Object pointing dataset lines
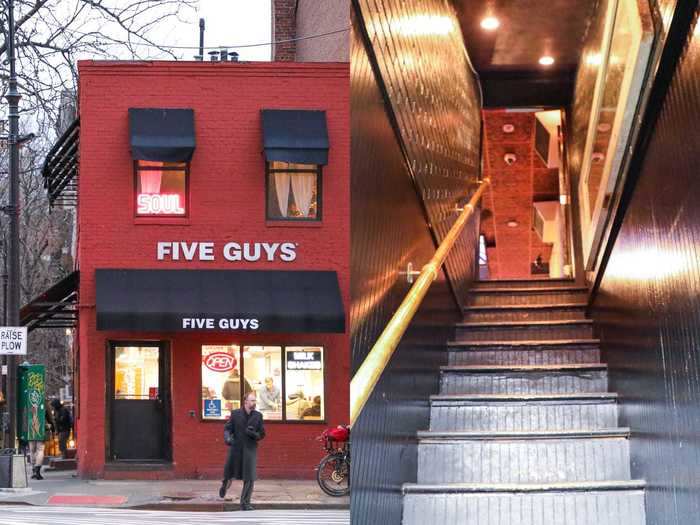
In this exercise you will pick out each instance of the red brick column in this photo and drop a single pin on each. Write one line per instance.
(284, 28)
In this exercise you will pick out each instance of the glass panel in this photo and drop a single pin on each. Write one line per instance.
(161, 191)
(221, 381)
(262, 367)
(136, 372)
(292, 195)
(620, 58)
(304, 382)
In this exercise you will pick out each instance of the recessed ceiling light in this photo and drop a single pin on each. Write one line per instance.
(490, 23)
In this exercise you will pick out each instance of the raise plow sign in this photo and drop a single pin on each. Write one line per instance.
(13, 340)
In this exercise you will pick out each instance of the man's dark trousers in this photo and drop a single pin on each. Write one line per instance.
(246, 492)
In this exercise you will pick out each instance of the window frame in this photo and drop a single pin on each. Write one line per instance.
(183, 166)
(319, 194)
(283, 348)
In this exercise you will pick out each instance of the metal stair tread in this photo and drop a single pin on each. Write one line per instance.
(602, 397)
(550, 306)
(574, 486)
(525, 368)
(500, 435)
(509, 324)
(526, 290)
(526, 342)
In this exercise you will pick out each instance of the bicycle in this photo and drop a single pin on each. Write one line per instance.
(333, 472)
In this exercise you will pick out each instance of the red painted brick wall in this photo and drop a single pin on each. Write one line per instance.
(284, 27)
(227, 203)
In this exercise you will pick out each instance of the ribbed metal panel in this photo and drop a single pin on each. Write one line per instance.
(625, 507)
(488, 298)
(489, 314)
(526, 356)
(523, 416)
(524, 461)
(564, 382)
(524, 332)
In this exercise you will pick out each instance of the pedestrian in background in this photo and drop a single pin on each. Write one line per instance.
(242, 432)
(64, 424)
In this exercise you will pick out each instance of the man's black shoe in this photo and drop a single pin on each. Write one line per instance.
(222, 490)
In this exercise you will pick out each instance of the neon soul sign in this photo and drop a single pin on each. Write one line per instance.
(159, 204)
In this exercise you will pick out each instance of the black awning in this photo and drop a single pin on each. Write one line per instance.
(165, 135)
(296, 136)
(55, 308)
(219, 300)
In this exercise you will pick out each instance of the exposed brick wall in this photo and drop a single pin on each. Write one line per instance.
(227, 203)
(284, 26)
(311, 20)
(512, 193)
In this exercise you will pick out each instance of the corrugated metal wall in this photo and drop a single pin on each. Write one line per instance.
(410, 165)
(648, 304)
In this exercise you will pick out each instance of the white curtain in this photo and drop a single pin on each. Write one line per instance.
(282, 188)
(303, 188)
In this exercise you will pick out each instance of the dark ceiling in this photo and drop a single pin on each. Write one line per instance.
(507, 58)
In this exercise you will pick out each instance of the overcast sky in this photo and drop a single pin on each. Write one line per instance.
(228, 23)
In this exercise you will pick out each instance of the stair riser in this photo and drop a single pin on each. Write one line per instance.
(525, 383)
(502, 417)
(572, 508)
(534, 283)
(503, 298)
(524, 357)
(545, 314)
(521, 333)
(524, 461)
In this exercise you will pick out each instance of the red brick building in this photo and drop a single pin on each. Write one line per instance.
(213, 258)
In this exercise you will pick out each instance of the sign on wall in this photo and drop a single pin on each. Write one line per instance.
(13, 340)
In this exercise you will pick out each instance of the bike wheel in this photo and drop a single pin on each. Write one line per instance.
(333, 475)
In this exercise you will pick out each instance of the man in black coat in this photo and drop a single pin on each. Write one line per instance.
(243, 430)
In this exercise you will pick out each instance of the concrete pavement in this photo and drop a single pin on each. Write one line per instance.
(63, 488)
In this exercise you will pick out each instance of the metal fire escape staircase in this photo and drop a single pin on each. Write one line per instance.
(524, 430)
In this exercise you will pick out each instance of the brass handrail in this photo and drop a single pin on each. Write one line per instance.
(367, 376)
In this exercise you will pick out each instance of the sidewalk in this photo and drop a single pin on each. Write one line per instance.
(62, 488)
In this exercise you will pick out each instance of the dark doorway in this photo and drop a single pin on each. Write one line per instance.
(139, 401)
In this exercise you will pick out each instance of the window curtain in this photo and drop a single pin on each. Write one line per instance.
(303, 189)
(282, 189)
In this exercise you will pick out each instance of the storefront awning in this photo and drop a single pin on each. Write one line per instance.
(219, 300)
(55, 308)
(165, 135)
(296, 136)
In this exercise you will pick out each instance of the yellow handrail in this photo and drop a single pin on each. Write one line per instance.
(367, 376)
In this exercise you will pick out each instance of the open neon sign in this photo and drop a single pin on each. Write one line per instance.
(159, 204)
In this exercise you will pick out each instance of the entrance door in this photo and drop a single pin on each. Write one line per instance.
(140, 402)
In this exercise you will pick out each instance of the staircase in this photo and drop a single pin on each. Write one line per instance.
(524, 431)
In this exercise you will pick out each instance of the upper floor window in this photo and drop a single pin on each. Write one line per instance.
(161, 188)
(296, 149)
(162, 144)
(293, 191)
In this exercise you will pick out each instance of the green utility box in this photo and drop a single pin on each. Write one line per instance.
(31, 403)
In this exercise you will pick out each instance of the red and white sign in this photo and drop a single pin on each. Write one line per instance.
(159, 204)
(220, 362)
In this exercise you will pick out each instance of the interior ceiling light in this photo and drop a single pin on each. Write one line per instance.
(490, 23)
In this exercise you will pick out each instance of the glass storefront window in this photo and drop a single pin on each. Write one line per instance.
(136, 372)
(262, 366)
(222, 388)
(161, 188)
(304, 382)
(287, 381)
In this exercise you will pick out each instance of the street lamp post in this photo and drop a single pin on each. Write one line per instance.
(12, 210)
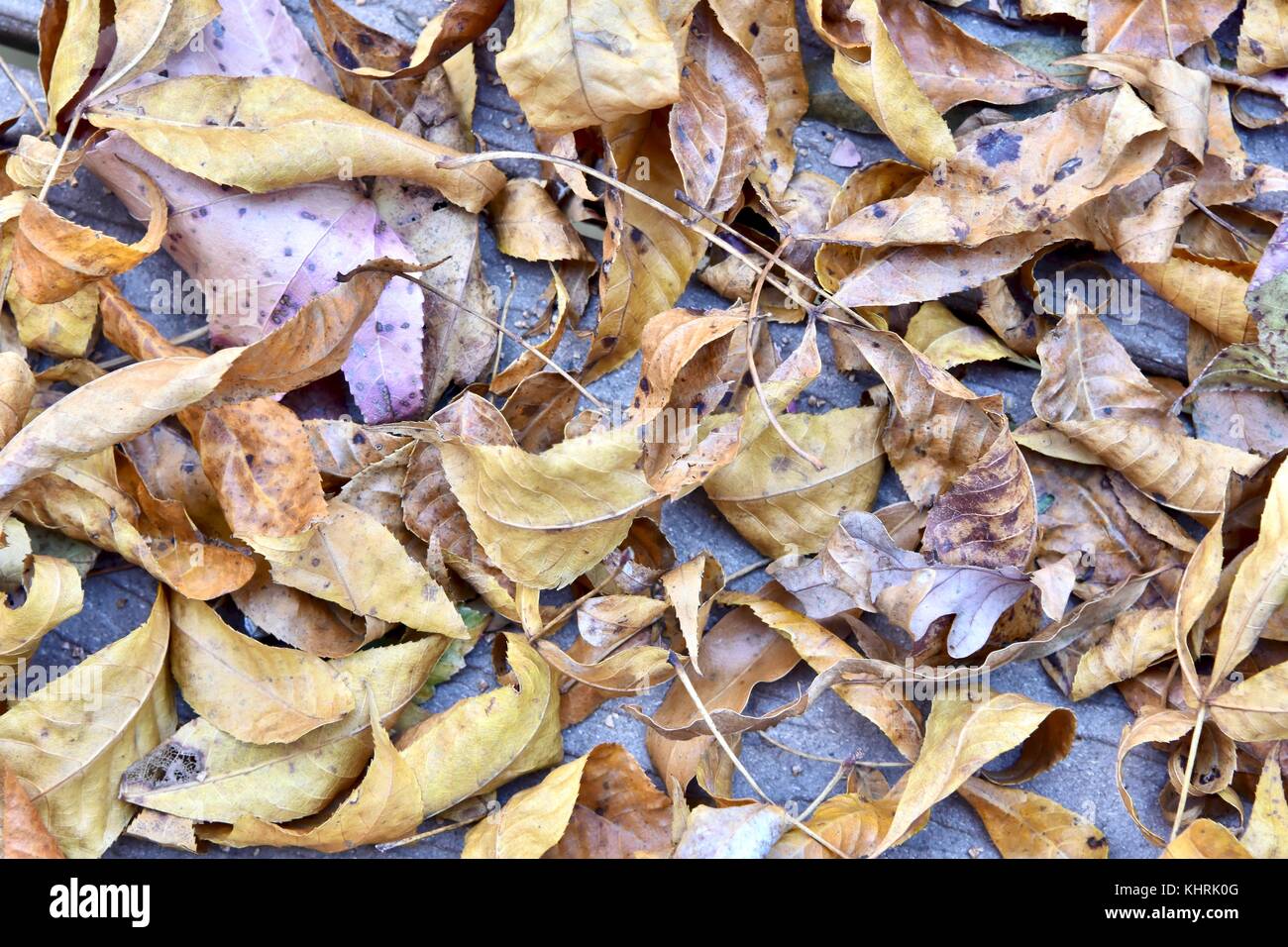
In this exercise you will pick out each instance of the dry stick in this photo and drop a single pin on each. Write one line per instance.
(1189, 770)
(831, 784)
(747, 570)
(494, 325)
(751, 364)
(733, 758)
(22, 91)
(674, 215)
(505, 315)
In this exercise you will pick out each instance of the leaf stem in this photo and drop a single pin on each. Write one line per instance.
(666, 211)
(733, 758)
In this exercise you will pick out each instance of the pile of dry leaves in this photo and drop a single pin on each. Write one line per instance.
(339, 237)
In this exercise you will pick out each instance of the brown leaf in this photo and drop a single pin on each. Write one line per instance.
(721, 115)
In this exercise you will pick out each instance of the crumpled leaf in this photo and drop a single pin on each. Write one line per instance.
(22, 834)
(964, 735)
(52, 594)
(189, 121)
(204, 775)
(384, 806)
(861, 567)
(1266, 835)
(721, 115)
(53, 258)
(528, 223)
(250, 690)
(528, 521)
(590, 62)
(349, 558)
(76, 736)
(738, 831)
(452, 759)
(1093, 392)
(600, 805)
(1024, 825)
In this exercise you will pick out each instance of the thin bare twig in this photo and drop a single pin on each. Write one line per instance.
(26, 97)
(751, 364)
(786, 289)
(737, 763)
(506, 333)
(1189, 770)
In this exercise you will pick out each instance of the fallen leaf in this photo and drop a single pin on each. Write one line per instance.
(279, 693)
(78, 733)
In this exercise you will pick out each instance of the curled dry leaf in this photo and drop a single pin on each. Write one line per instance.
(384, 806)
(528, 224)
(53, 258)
(588, 63)
(862, 567)
(250, 690)
(80, 732)
(454, 761)
(1094, 393)
(352, 560)
(600, 805)
(738, 831)
(52, 594)
(228, 129)
(964, 735)
(22, 834)
(205, 775)
(524, 512)
(1024, 825)
(721, 115)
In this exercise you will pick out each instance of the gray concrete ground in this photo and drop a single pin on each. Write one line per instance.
(117, 600)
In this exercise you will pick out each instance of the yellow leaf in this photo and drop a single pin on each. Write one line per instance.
(964, 735)
(72, 741)
(1024, 825)
(384, 806)
(588, 62)
(349, 558)
(252, 690)
(482, 742)
(53, 594)
(948, 342)
(1266, 835)
(204, 775)
(232, 131)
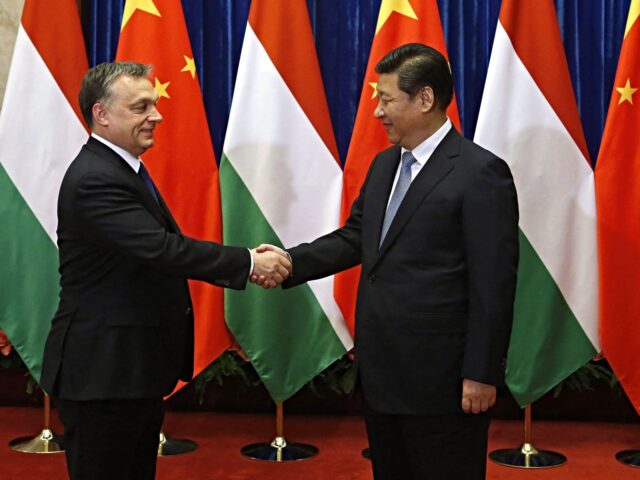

§ Exercise goal
Return every line that contains the string "staircase", copied in full.

§ Output
In this exercise you will pick out each instance of the metal fire escape staircase in this photo and drop a single pin on each. Write one line per instance.
In this exercise you will pick out each instance of the staircase in this photo and drop a single pin on each. Write one line per instance.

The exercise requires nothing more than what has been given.